> [Fragmento del documento]:

Nunca se había visto un poderío naval de aquella magnitud ni una fuerza tan
numerosa.
Como siempre, el objetivo era Santiago
de Compostela, capital de las peregrinaciones de toda Europa y de la que no
tenían constancia que se hubiera fortificado.
Los drakars arribaron a un lugar
llamado Junqueira, donde desembarcaron sus tropas que arrasaron Iria Flavia y
se plantaron ante Santiago.
Drakkars vikingos frente al
Faro de Hércules (La Coruña)
Para su sorpresa, se encontraron
frente a un fuerte contingente militar a cuya cabeza figuraba un personaje
singular: el obispo Sisnando.
Cuentan que al recibirse la noticia
del avance vikingo, Sisnando estaba celebrando los oficios cuaresmales y sin
pensárselo ni un instante, suspendió la celebración religiosa, llamó a formar
la tropa y mientras, cambió las vestiduras eclesiásticas por la cota de malla.

> [Objetivo]:
Reescribe en forma de lista el pasaje del fragmento que va de «Nunca se había visto» a «se plantaron ante Santiago», conservando sus datos principales.

> [Datos mostrados]:
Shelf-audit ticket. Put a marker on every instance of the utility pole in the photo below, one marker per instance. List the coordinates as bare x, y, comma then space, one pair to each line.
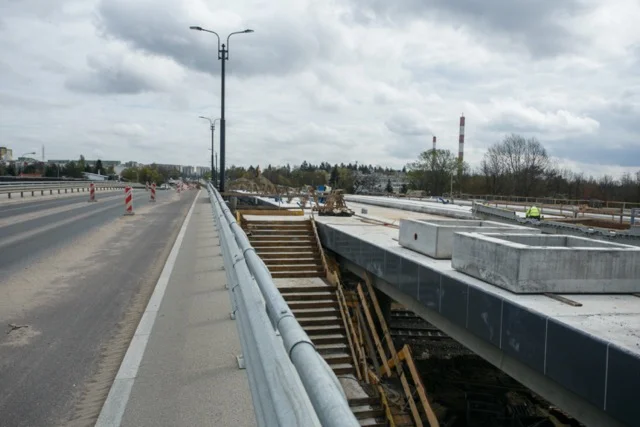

> [Respuesta]:
- Nunca se había visto un poderío naval de aquella magnitud ni una fuerza tan numerosa.
- Como siempre, el objetivo era Santiago de Compostela, capital de las peregrinaciones de toda Europa, que no les constaba que se hubiera fortificado.
- Los drakars llegaron a Junqueira, donde desembarcaron las tropas.
- Las tropas arrasaron Iria Flavia y se plantaron ante Santiago.